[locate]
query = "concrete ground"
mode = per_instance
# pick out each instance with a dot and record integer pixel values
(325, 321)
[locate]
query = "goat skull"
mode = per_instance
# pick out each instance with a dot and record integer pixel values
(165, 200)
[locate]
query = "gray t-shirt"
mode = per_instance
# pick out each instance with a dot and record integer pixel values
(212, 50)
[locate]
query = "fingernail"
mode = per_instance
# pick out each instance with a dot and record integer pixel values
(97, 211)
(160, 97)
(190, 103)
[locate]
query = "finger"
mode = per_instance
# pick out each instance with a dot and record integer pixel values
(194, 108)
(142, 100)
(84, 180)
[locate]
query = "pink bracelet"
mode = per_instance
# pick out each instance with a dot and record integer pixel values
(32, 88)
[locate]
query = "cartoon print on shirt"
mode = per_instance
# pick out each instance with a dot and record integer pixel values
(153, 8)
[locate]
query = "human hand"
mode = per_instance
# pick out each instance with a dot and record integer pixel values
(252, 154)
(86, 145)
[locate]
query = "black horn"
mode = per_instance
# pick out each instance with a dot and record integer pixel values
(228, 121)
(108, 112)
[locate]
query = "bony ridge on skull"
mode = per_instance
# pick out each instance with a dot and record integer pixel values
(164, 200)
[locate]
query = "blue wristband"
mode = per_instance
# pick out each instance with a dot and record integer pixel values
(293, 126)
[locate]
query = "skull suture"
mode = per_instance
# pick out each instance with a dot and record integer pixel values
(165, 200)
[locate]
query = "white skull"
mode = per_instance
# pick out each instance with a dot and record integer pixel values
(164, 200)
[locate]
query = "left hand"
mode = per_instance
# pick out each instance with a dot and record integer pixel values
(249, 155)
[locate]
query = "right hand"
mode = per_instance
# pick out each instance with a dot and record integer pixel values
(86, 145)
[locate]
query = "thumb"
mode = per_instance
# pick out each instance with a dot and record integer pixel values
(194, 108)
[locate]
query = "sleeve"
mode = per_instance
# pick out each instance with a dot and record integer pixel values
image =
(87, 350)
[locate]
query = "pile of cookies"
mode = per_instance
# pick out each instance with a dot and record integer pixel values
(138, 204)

▶ [Assignment]: Pull every line containing "hand" out of the data above.

▶ [Answer to this task]:
query = "human hand"
query = "left hand"
query = "right hand"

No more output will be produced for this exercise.